RECORDS FOR THE EXERCISE ->

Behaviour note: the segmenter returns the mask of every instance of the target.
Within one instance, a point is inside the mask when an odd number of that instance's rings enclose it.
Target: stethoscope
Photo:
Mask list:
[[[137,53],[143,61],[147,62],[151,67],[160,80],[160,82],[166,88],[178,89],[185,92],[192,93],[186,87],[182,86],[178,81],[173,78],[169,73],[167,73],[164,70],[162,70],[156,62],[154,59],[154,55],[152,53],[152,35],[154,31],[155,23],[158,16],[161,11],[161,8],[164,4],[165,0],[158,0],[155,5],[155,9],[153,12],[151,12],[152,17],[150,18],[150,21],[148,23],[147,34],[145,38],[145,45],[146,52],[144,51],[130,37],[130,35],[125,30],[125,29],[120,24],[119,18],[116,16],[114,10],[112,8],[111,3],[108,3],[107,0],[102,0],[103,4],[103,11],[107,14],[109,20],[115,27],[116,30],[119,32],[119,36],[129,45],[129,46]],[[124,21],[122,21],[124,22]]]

EXERCISE AIM -> Copy out every line of the material above without changing anything.

ANSWER TO THIS TASK ->
Behaviour note: the segmenter returns the mask of every instance of the target.
Within one instance, a point is inside the mask when an odd number of that instance's rings enclose it.
Target: stethoscope
Photo:
Mask list:
[[[137,53],[143,61],[147,62],[151,67],[160,80],[160,82],[166,88],[178,89],[185,92],[192,93],[186,87],[182,86],[178,81],[173,78],[169,73],[167,73],[164,70],[162,70],[156,62],[154,59],[154,55],[152,53],[152,35],[154,31],[155,23],[158,16],[161,11],[161,8],[164,4],[165,0],[158,0],[155,5],[155,9],[153,12],[151,12],[152,17],[150,18],[150,21],[148,23],[147,34],[145,38],[145,45],[146,52],[144,51],[130,37],[130,35],[125,30],[125,29],[120,24],[119,18],[116,16],[114,10],[112,8],[111,3],[108,3],[107,0],[102,0],[103,4],[103,11],[107,14],[109,20],[115,27],[116,30],[119,32],[119,36],[129,45],[129,46]],[[124,21],[122,21],[124,22]]]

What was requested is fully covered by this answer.